Selection:
** start **
Can anyone help identify this landscape tree? It's used all over Albuquerque, New Mexico, where I am. The individual flowers look to me like sweet peas but overall the tree reminds me of wisteria, the way the bunches of flowers hang down like grape clusters. The flowers are very fragrant and perfume the whole neighborhood. Could it be a legume of some sort?
I think you are correct. I find it somewhat puzzling, though, that all of the websites I found about Purple Robe say that it's very invasive (suckering, re-seeding), but I haven't noticed any of that around this particular tree. But the photos are a dead-on match. Thanks!
I am almost positive it is a Robina but don't think it's neomexicana because this tree is a lot taller than 25 feet, which is the maximum height listed on the website you linked to.
** end **
To be done:
a – Rewrite the tree identification discussion between "Can anyone help" and "of some sort?", inclusive, changing "Albuquerque" to "Santa Fe".
b – List every plant or plant group named in the tree identification discussion.
Rely on the text above and nothing else.

Material supplied:
** start **
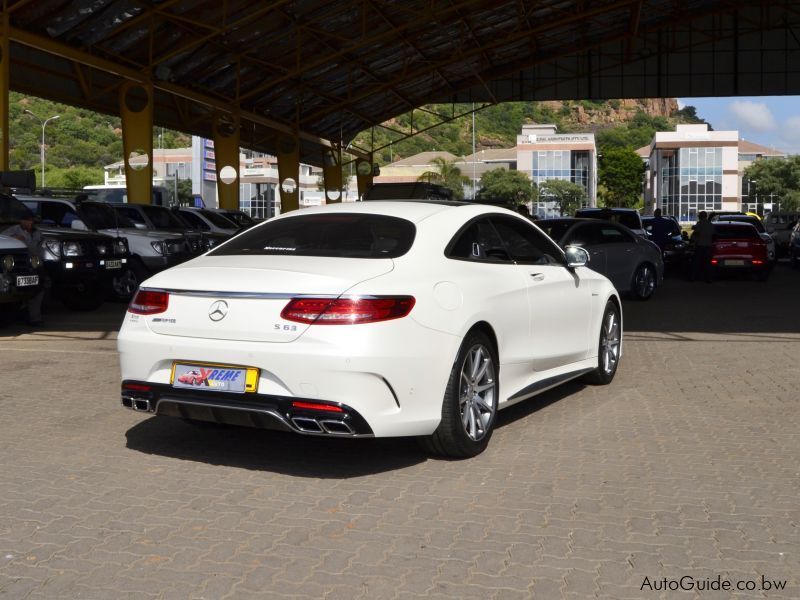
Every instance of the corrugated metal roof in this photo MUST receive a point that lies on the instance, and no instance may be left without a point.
(329, 70)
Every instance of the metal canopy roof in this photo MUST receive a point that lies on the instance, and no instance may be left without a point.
(332, 69)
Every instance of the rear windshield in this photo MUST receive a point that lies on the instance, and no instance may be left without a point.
(744, 219)
(12, 211)
(218, 220)
(163, 218)
(674, 228)
(629, 219)
(340, 235)
(732, 232)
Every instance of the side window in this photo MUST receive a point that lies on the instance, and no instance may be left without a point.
(614, 235)
(526, 244)
(133, 214)
(195, 221)
(479, 242)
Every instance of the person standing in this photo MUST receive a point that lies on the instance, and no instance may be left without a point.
(703, 238)
(661, 230)
(27, 232)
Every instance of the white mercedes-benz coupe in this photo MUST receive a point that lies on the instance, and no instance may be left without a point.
(375, 318)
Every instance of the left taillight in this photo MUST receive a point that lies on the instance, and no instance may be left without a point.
(347, 311)
(149, 302)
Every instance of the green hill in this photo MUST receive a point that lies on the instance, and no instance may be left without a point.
(80, 142)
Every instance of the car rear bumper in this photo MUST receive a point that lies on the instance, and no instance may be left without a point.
(395, 389)
(307, 416)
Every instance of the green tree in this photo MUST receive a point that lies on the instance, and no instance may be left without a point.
(776, 180)
(512, 187)
(567, 195)
(620, 173)
(448, 175)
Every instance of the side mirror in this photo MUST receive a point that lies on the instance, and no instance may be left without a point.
(576, 257)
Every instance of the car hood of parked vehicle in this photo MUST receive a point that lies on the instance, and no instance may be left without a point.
(9, 243)
(65, 233)
(150, 233)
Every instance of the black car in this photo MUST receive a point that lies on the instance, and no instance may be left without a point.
(161, 218)
(80, 265)
(20, 277)
(675, 247)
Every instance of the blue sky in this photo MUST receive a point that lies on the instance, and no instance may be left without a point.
(772, 121)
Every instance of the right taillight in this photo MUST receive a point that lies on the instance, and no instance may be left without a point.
(149, 302)
(347, 311)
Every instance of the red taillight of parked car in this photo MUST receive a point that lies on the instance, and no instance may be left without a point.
(149, 302)
(347, 311)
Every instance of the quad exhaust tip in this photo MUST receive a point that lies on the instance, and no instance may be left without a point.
(329, 426)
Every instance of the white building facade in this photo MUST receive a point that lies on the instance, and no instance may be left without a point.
(693, 169)
(544, 154)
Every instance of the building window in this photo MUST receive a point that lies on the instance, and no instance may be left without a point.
(690, 182)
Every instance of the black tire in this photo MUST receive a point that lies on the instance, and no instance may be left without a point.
(83, 297)
(124, 285)
(643, 282)
(608, 347)
(469, 406)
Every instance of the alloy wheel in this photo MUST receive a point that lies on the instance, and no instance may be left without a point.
(477, 392)
(609, 342)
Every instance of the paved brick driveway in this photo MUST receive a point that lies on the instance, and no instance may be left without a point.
(686, 466)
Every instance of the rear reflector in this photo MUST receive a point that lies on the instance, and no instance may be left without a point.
(149, 302)
(136, 387)
(317, 406)
(347, 311)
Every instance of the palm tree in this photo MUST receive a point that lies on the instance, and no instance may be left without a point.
(448, 175)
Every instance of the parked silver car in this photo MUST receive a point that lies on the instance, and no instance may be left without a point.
(632, 263)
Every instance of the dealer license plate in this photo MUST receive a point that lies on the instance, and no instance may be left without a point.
(25, 280)
(214, 378)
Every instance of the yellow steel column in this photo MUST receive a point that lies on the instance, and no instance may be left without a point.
(136, 110)
(364, 175)
(226, 155)
(289, 172)
(4, 83)
(332, 173)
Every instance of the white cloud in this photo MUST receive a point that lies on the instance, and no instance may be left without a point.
(755, 116)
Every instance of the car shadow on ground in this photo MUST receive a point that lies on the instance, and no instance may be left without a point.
(732, 303)
(301, 455)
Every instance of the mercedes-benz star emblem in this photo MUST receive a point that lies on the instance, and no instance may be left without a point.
(218, 310)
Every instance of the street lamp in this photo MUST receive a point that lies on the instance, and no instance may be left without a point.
(44, 124)
(749, 182)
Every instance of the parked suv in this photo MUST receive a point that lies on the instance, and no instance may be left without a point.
(208, 220)
(779, 225)
(151, 251)
(624, 216)
(161, 218)
(19, 276)
(755, 222)
(79, 264)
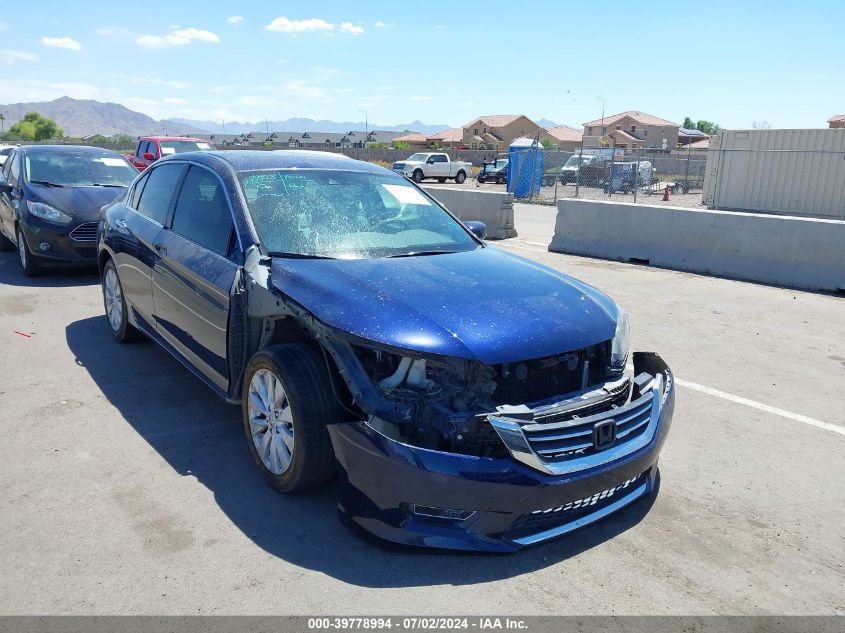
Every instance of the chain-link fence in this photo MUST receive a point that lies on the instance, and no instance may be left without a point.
(545, 176)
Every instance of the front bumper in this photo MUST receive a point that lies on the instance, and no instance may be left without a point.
(72, 244)
(513, 503)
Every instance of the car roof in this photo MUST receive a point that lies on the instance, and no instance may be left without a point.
(173, 138)
(249, 160)
(38, 149)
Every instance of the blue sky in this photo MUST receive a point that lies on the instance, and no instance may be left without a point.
(445, 63)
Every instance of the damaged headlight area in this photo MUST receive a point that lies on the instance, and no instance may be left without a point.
(442, 403)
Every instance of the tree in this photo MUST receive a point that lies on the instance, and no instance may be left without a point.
(708, 127)
(35, 127)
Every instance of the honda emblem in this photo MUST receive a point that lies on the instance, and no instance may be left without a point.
(604, 434)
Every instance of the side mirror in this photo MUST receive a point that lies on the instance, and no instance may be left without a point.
(479, 229)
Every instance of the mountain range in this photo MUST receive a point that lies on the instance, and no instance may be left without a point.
(83, 117)
(308, 125)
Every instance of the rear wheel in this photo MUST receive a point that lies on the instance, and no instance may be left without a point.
(29, 265)
(287, 402)
(6, 245)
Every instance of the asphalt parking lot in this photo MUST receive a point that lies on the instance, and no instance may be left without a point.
(126, 486)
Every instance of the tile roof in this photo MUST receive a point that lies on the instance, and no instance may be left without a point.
(565, 133)
(495, 120)
(414, 137)
(639, 117)
(452, 135)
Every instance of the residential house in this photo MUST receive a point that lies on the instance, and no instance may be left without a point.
(414, 140)
(687, 136)
(497, 131)
(562, 136)
(631, 130)
(451, 138)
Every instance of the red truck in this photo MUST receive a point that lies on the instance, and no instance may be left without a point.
(151, 148)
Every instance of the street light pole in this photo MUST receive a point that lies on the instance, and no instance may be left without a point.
(366, 126)
(602, 112)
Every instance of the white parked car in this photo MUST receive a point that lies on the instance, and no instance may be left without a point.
(433, 165)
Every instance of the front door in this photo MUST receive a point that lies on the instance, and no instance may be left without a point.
(194, 275)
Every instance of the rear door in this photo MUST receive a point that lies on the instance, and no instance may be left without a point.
(194, 275)
(136, 233)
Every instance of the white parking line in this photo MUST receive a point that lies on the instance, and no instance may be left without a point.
(761, 407)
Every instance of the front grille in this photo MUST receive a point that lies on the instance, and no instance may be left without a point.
(85, 232)
(573, 436)
(571, 512)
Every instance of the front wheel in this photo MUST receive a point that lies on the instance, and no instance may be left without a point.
(288, 400)
(29, 265)
(115, 304)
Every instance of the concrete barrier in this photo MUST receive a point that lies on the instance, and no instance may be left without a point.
(494, 208)
(786, 251)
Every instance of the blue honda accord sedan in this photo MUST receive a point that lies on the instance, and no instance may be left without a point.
(467, 398)
(50, 201)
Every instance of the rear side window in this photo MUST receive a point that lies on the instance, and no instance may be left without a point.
(202, 212)
(159, 191)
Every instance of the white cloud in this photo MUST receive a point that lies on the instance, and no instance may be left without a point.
(151, 81)
(285, 25)
(61, 42)
(177, 37)
(113, 31)
(8, 58)
(348, 27)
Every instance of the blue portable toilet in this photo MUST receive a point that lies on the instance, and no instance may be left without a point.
(525, 167)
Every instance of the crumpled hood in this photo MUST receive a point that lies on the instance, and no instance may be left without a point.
(485, 304)
(82, 203)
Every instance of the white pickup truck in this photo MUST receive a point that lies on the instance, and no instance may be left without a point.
(433, 165)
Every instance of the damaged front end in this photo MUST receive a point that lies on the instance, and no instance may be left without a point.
(455, 453)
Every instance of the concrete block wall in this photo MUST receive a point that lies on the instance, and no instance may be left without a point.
(494, 208)
(787, 251)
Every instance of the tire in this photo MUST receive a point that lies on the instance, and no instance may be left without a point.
(298, 453)
(114, 303)
(6, 245)
(29, 264)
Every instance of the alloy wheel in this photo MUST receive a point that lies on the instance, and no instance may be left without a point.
(271, 421)
(114, 300)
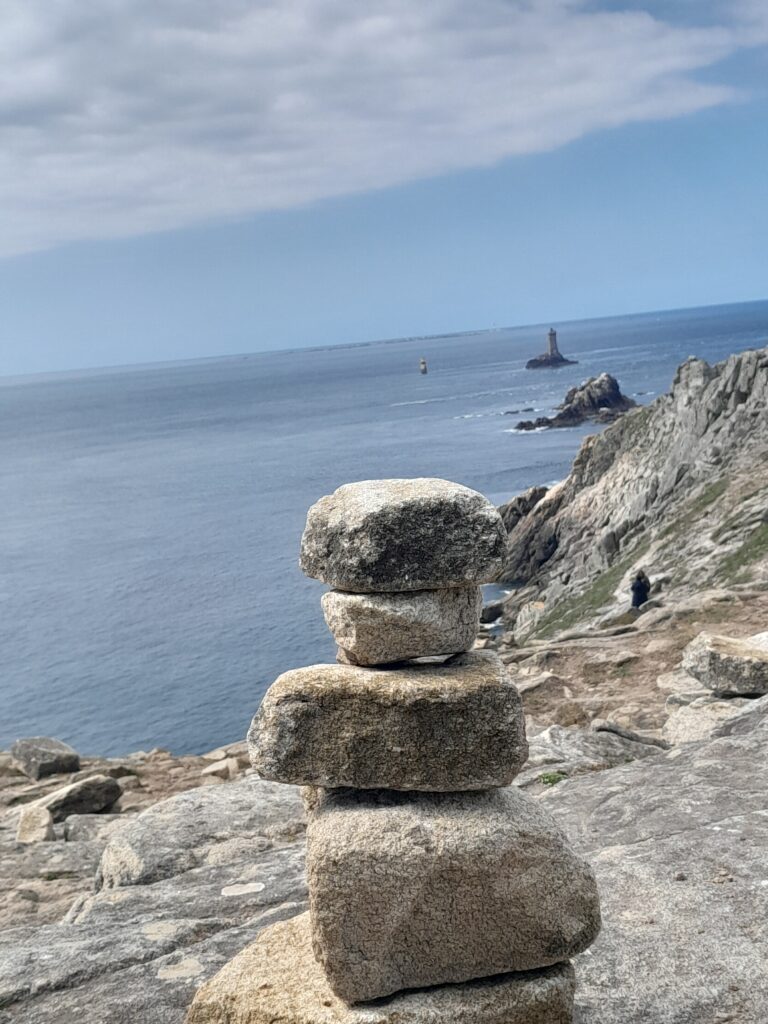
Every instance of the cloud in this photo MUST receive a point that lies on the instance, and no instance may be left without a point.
(134, 116)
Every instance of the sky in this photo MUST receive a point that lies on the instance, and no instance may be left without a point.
(184, 178)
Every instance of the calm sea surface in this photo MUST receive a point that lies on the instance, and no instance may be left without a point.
(151, 516)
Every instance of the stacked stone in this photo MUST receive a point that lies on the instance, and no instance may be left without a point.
(425, 870)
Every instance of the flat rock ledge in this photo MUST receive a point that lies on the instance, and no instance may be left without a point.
(677, 841)
(379, 629)
(278, 979)
(725, 665)
(384, 536)
(452, 726)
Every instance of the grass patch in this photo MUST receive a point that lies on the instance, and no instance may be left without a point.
(754, 549)
(552, 777)
(694, 510)
(600, 592)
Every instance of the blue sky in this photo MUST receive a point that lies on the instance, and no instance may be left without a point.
(181, 180)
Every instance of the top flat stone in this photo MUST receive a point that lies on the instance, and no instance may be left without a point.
(394, 536)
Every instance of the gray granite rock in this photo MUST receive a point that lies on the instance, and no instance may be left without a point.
** end **
Final results:
a –
Can anyone help identify this landscape tree? It's used all over Santa Fe, New Mexico, where I am. The individual flowers look to me like sweet peas but overall the tree reminds me of wisteria, the way the bunches of flowers hang down like grape clusters. The flowers are very fragrant and perfume the whole neighborhood. Could it be a legume of some sort?

b – sweet peas, wisteria, grape, legume, Purple Robe, Robina, neomexicana